プラズマの観察方向、分光分析の干渉:金属材料基礎講座(その148)

【目次】

    1. プラズマの観察方向

    ICPのプラズマを観察・分析する方向として、ラジアル測光(径方向)とアクシャル測光(軸方向)があります。

     

    プラズマのラジアル、アクシャルの位置関係を下図に示します。ドーナツ状のプラズマの中心を試料溶液が通過しますが、その時に最も試料元素が効率的に励起され発光する位置で分析を行います。ラジアルの場合、コイルから15~18mm程度の位置が最も分析に適しています。アクシャルはプラズマの中心を覗き込むように分析します。ラジアルは高濃度分析にも利用でき、イオン化干渉を受けにくいとされます。アクシャルは高感度分析に強くイオン化干渉を受けやすいとされています。最近の装置ではラジアルとアクシャルは分析する時に設定ができます。

    図.分析する方向

     

    2. 分光分析の干渉

    ICP-AESのような発光分光分析では主に4つの干渉が起こりやすいです。

課題内容 →
上の本文をもとに、次の問いに答えなさい。
(a) ラジアル測光では、コイルからどの程度の位置が最も分析に適しているか。
(b) イオン化干渉を受けやすいとされるのは、ラジアルとアクシャルのどちらか。
(c) ICP-AESのような発光分光分析で主に起こりやすい干渉はいくつか。

所与の資料 →
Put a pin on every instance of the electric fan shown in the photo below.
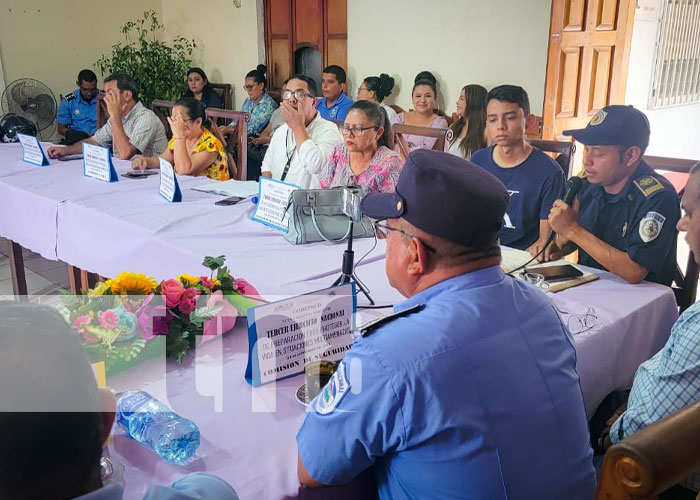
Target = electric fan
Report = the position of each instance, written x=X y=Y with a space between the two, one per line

記述解答 →
(a) 15~18mm程度の位置
(b) アクシャル
(c) 4つ